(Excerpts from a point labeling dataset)
** Begin **

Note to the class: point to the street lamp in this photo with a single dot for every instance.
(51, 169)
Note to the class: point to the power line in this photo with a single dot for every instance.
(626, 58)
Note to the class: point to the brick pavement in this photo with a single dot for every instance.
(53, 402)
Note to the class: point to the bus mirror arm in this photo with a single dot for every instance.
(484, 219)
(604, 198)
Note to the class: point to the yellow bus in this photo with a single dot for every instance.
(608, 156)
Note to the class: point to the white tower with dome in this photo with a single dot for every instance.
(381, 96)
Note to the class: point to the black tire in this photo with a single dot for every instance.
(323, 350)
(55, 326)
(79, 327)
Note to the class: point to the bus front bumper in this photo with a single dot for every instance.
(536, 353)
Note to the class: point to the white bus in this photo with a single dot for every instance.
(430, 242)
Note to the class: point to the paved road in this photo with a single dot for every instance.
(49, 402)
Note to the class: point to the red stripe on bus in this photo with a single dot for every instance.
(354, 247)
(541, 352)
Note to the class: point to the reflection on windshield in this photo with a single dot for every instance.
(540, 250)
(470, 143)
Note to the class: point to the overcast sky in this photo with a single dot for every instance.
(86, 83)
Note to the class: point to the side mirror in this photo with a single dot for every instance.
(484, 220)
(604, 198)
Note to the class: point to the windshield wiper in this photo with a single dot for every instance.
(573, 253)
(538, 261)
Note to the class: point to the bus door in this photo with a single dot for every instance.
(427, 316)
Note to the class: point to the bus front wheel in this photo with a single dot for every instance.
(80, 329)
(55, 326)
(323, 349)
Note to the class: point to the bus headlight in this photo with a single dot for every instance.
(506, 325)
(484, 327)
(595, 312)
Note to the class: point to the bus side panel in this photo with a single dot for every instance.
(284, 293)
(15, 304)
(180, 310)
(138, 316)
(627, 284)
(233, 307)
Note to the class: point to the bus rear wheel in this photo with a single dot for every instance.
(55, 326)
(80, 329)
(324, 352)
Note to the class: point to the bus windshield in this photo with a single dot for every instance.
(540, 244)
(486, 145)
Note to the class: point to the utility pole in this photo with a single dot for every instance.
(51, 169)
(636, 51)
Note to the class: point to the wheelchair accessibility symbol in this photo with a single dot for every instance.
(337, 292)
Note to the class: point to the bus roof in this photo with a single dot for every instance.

** End **

■ What you are asked to do: Copy every one of the records above word for word, without changing anything.

■ Solution:
Note to the class: point to the street lamp in this photo with a single dot for every instance.
(51, 169)
Note to the class: point to the power line in this photo with a single dot for every instance.
(626, 58)
Note to the class: point to the brick pavement in this photo with a single dot for every instance.
(53, 402)
Note to the class: point to the bus mirror arm in this photo with a single dot for every instance.
(484, 219)
(604, 198)
Note to the class: point to the yellow bus in this photo with a single dot for every instance.
(608, 156)
Note to the class: point to the white tower with dome in this photo with a single dot for every instance.
(381, 96)
Note to the class: point to the black tire in this photo with a single dot for every instance.
(323, 350)
(55, 326)
(79, 327)
Note to the class: point to the bus front bumper in this photo with a single dot for every instance.
(536, 353)
Note to the class: point to the white bus in this photo with a single dot for every instance.
(430, 242)
Note to the class: point to the paved road in this photo with a single dot for every instance.
(49, 402)
Note to the class: point to the red stripe on bus in this photo with a single dot for every instance.
(354, 247)
(541, 352)
Note to the class: point to the reflection on windshield in this photo with a single dot for every instance.
(540, 250)
(470, 143)
Note to the class: point to the overcast sky in this photo with a single dot for every instance.
(86, 83)
Note to the class: point to the side mirror in this photo with a single dot for every instance.
(484, 220)
(604, 198)
Note to the class: point to the windshield wiper in this photo with a single dot for every instance.
(573, 253)
(538, 261)
Note to the class: point to the bus door in this photo with a single dot for every instance.
(427, 316)
Note to the class: point to the bus front wheel in this photo with a single dot for every instance.
(80, 329)
(55, 326)
(323, 349)
Note to the class: point to the bus headlight in this photo with a single dot for every instance.
(506, 325)
(484, 327)
(595, 312)
Note to the class: point to the bus side panel in this photo with a single dot for every instance.
(284, 293)
(15, 304)
(180, 310)
(138, 316)
(627, 284)
(233, 307)
Note to the class: point to the bus rear wheel in this photo with a single dot for every instance.
(55, 326)
(80, 329)
(324, 352)
Note to the class: point to the bus windshield in this photo with a single dot for every instance.
(540, 244)
(486, 145)
Note to the class: point to the utility pole in this photo with a single dot for every instance.
(51, 169)
(636, 51)
Note to the class: point to the wheelchair accessibility symbol in this photo with a single dot for every instance.
(337, 292)
Note to the class: point to the bus roof in this photo with a single dot for every instance.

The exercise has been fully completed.